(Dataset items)
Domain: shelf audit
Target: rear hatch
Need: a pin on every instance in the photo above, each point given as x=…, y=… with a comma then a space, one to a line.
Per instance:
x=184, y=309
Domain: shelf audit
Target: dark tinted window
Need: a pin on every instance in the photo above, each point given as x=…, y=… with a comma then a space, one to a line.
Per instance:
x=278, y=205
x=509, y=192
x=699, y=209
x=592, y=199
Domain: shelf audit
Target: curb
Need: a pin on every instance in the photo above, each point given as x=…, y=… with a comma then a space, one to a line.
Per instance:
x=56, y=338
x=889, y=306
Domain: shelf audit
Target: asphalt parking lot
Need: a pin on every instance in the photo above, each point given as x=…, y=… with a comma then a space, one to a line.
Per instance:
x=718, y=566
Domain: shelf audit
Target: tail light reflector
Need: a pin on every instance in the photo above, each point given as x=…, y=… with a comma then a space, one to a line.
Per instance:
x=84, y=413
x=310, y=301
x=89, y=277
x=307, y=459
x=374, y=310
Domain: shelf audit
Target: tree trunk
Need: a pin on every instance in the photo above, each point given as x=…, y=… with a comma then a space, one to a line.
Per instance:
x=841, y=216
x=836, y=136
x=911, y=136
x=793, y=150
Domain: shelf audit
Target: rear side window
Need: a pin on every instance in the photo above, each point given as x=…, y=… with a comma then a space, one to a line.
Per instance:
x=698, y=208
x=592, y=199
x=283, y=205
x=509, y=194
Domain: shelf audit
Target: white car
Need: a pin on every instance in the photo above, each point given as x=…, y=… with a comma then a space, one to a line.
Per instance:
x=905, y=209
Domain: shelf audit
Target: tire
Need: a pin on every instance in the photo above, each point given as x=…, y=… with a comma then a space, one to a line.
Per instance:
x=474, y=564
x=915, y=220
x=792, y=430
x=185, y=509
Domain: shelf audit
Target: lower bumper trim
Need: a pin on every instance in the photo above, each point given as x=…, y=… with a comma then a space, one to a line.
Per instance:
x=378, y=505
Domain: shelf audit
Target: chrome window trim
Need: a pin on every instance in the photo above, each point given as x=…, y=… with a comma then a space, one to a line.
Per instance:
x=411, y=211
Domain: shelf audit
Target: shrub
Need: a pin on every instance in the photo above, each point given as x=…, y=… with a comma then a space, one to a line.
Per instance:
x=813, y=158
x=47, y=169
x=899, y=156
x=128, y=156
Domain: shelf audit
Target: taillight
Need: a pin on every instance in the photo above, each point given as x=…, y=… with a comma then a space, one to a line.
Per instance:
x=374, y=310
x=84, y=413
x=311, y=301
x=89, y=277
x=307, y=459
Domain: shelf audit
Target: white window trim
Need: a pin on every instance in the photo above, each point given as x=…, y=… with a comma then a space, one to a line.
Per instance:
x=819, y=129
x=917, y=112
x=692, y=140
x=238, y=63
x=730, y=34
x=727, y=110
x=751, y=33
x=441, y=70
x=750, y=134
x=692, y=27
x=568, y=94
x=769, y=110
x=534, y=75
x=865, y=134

▸ Problem statement:
Copy the lines from the start of the data verbatim, stopping after the line containing "Target: curb".

▸ Problem solution:
Domain: shelf audit
Target: rear hatch
Need: a pin on every instance in the photo above, each point given as x=…, y=… with a comma then a space, one to a line.
Per instance:
x=184, y=309
Domain: shelf audit
Target: dark tinted window
Need: a pin on every instance in the photo above, each point given as x=…, y=… with a comma then a space, one to a line.
Per instance:
x=278, y=205
x=509, y=192
x=699, y=209
x=592, y=199
Domain: shelf audit
Target: curb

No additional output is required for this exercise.